→ EXERCISE OBJECTIVE:
Could you extract every entry below and reproduce it exactly?

__________________________________________________

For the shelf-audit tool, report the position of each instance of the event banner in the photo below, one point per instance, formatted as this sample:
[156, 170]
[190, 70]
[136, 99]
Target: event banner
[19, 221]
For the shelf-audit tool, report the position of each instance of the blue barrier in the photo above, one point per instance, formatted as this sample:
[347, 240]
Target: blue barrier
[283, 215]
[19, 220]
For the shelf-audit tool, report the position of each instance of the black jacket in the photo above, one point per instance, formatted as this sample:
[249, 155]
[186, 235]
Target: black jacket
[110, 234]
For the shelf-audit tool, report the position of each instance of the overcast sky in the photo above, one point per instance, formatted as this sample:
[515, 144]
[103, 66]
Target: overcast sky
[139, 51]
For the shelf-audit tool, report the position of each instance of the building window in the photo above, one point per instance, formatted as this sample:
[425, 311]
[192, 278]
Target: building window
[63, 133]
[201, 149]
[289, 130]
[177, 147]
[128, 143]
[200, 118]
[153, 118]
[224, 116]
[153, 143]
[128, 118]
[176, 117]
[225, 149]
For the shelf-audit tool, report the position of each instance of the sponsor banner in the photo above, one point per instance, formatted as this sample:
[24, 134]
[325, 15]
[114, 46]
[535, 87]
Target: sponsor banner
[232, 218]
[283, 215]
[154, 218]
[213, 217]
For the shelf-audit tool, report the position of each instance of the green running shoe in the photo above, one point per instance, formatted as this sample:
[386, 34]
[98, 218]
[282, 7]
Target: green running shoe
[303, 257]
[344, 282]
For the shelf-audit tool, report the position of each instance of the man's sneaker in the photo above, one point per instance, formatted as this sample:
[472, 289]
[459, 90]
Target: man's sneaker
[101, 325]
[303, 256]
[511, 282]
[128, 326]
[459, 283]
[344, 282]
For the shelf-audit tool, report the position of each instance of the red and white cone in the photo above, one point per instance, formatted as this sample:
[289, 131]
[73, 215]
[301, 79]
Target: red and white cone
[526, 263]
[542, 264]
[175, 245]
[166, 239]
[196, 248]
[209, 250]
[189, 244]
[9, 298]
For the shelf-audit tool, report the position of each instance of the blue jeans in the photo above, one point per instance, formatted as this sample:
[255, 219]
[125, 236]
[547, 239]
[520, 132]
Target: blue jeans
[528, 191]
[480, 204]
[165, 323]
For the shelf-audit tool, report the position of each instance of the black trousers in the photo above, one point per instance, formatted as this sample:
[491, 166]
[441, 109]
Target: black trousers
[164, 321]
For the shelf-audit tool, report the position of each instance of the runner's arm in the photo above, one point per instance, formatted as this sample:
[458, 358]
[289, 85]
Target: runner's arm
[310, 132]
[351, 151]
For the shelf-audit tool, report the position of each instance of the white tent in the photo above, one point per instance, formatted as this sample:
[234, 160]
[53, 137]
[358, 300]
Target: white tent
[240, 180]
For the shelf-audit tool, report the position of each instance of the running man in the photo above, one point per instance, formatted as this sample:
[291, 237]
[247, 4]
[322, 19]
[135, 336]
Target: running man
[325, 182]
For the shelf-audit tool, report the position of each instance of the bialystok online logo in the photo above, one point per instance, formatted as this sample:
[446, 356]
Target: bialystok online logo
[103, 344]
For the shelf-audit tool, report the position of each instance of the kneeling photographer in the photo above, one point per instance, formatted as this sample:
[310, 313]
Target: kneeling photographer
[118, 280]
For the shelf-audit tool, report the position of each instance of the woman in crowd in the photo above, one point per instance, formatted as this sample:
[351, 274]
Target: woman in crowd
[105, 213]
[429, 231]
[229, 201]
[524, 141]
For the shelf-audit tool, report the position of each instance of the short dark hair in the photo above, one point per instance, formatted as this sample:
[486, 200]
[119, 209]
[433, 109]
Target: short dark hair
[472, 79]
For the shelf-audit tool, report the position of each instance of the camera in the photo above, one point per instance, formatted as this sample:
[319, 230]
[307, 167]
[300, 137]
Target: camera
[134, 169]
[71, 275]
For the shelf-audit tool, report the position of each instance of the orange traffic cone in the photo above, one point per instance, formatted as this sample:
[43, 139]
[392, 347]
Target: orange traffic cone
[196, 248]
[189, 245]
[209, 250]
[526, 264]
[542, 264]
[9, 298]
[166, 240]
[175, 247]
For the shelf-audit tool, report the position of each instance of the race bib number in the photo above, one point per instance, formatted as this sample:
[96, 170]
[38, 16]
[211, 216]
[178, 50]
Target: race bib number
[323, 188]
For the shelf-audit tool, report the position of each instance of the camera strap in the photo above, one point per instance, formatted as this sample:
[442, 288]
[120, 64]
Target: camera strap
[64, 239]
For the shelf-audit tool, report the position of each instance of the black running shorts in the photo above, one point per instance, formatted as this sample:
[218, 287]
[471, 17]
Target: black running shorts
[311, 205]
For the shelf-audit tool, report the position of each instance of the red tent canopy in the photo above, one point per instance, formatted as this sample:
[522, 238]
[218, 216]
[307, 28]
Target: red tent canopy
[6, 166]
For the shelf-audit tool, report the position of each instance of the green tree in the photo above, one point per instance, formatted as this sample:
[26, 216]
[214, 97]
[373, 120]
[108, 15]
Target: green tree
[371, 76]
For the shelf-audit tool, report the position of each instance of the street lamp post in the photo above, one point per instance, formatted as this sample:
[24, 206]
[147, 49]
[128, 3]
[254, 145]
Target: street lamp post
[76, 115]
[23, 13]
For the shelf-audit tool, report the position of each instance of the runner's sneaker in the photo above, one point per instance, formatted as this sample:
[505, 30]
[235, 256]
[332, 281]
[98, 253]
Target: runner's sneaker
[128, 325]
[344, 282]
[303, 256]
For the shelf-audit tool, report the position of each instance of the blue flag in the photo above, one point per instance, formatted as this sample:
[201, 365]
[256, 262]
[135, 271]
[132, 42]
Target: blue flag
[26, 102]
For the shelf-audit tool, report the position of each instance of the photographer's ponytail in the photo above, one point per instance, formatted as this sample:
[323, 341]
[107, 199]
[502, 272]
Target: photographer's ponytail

__________________________________________________

→ EXERCISE RESPONSE:
For the shelf-audit tool, report the position of each instance of the event banner in the photo below, one point per instance, formatted as this sample:
[156, 170]
[190, 70]
[136, 99]
Target: event banner
[19, 221]
For the shelf-audit tool, report the position of each instance of the blue barrier in the photo above, one point per instance, formatted as this sample:
[347, 240]
Target: blue barrier
[283, 215]
[19, 220]
For the shelf-audit tool, report the position of each instance of the black jacket in the photo above, one point per instance, formatted as this sample:
[249, 155]
[186, 235]
Target: black jacket
[110, 234]
For the shelf-audit tool, report the position of each instance of the overcast sky in the photo above, one point per instance, formatted as this sample:
[515, 144]
[103, 66]
Target: overcast sky
[139, 51]
For the shelf-audit tool, report the position of each instance of the building window in the photo above, one point per instance, formatted as this sample:
[425, 311]
[192, 278]
Target: building window
[63, 133]
[201, 149]
[289, 130]
[177, 147]
[128, 143]
[200, 118]
[153, 118]
[224, 116]
[153, 143]
[128, 118]
[176, 117]
[225, 149]
For the shelf-audit tool, report the position of each instance of the sponsor banner in the photo above, one point per instance, formatted as this sample:
[24, 134]
[325, 15]
[114, 46]
[535, 87]
Target: sponsor banner
[232, 218]
[283, 215]
[154, 218]
[213, 217]
For the shelf-audit tool, report the position of each instance of the green running shoe in the photo above, one point per instance, formatted as this sample:
[386, 34]
[98, 218]
[282, 7]
Target: green running shoe
[303, 257]
[344, 282]
For the shelf-audit tool, report the position of each instance of the man's sneaker in the photo above, one point per instance, formatted as this sample:
[472, 289]
[459, 90]
Target: man's sneaker
[101, 325]
[303, 256]
[511, 282]
[128, 326]
[459, 283]
[344, 282]
For the shelf-audit tool, report the position of each instance of the red and white cone in the photo above, one point per instance, formatted as this sample:
[289, 131]
[73, 215]
[301, 79]
Target: red and white cone
[526, 263]
[542, 264]
[175, 245]
[166, 239]
[196, 248]
[209, 250]
[189, 244]
[9, 298]
For the shelf-audit tool, report the position of each instance of the blue jeans in the photo above, one point per instance, formatted as this sample:
[255, 219]
[125, 236]
[547, 239]
[520, 132]
Target: blue jeans
[528, 191]
[480, 204]
[165, 323]
For the shelf-audit tool, report the position of each instance of the black trousers in the photo above, one point per instance, formatted as this sample:
[491, 166]
[441, 109]
Target: black trousers
[164, 321]
For the shelf-audit tool, report the position of each instance of the runner's arm in the photo above, one point per instance, formatted as this sample:
[458, 358]
[289, 85]
Target: runner's arm
[310, 132]
[351, 151]
For the shelf-audit tool, report the position of each instance of the white tent in the photo above, one point per instance, formatted as this sample:
[234, 160]
[53, 137]
[358, 300]
Target: white tent
[240, 180]
For the shelf-audit tool, report the position of each instance of the running man in the photo above, one point per instance, formatted as this sample:
[291, 237]
[247, 4]
[322, 19]
[135, 336]
Target: running man
[325, 182]
For the shelf-audit tool, report the position of each instance of the bialystok online logo in the photo above, one point per instance, formatted as this sample:
[446, 356]
Target: bialystok online logo
[103, 344]
For the shelf-audit tool, report the position of each instance of the kneeling photographer in the photo above, one point per instance, formatted as this sample:
[310, 313]
Target: kneeling photographer
[118, 280]
For the shelf-audit tool, report the position of each instance of the woman in crowd in the photo above, one point per instance, formatted as this sample:
[351, 274]
Target: woman in crowd
[105, 213]
[429, 231]
[229, 201]
[524, 141]
For the shelf-audit tool, report the position of each instance of the short dark hair in the photo above, one point per instance, formatted as this sample:
[486, 200]
[119, 209]
[433, 109]
Target: short dark hair
[472, 79]
For the shelf-audit tool, report the position of each instance of the camera in the photo above, one point per instance, formatted as this sample:
[319, 230]
[307, 167]
[300, 137]
Target: camera
[134, 169]
[71, 275]
For the shelf-audit tool, report the position of each instance of the orange traffic cone in the photo above, one point per instance, formatted as this sample:
[43, 139]
[392, 347]
Target: orange traffic cone
[196, 248]
[189, 245]
[209, 250]
[526, 264]
[542, 264]
[9, 298]
[166, 240]
[175, 247]
For the shelf-audit tool, report the position of each instance of the race bib number in the photo above, one point per instance, formatted as this sample:
[96, 170]
[38, 16]
[211, 216]
[178, 50]
Target: race bib number
[323, 188]
For the shelf-audit tool, report the position of each instance of the camera strap in the photo above, one point per instance, formatted as this sample:
[442, 288]
[120, 64]
Target: camera strap
[64, 239]
For the shelf-audit tool, report the position of each instance of the black running shorts in the photo above, one point per instance, formatted as this sample:
[218, 287]
[471, 17]
Target: black running shorts
[311, 205]
For the shelf-audit tool, report the position of each instance of the red tent canopy in the photo above, one point per instance, formatted as this sample:
[522, 238]
[218, 216]
[307, 28]
Target: red tent canopy
[6, 166]
For the shelf-audit tool, report the position of each instance of the green tree in the photo above, one point per instance, formatted as this sample:
[26, 216]
[214, 97]
[373, 120]
[108, 15]
Target: green tree
[371, 76]
For the shelf-audit tool, report the position of each instance of the street lamp post in the photo above, one point per instance, formatted as this sample:
[24, 206]
[147, 49]
[128, 3]
[254, 145]
Target: street lamp post
[76, 115]
[23, 13]
For the shelf-audit tool, report the position of each instance of the runner's sneaker in the photo above, one point per instance, formatted as this sample:
[505, 30]
[235, 256]
[332, 281]
[98, 253]
Target: runner's sneaker
[128, 325]
[344, 282]
[303, 256]
For the shelf-audit tool, report the position of each instance of the blue flag in the photo above, one point per instance, formatted as this sample:
[201, 365]
[256, 262]
[135, 271]
[132, 42]
Target: blue flag
[26, 102]
For the shelf-audit tool, report the position of each instance of the photographer's ponytail in the photo above, one point per instance, formatted as this sample:
[323, 341]
[107, 199]
[502, 272]
Target: photographer's ponytail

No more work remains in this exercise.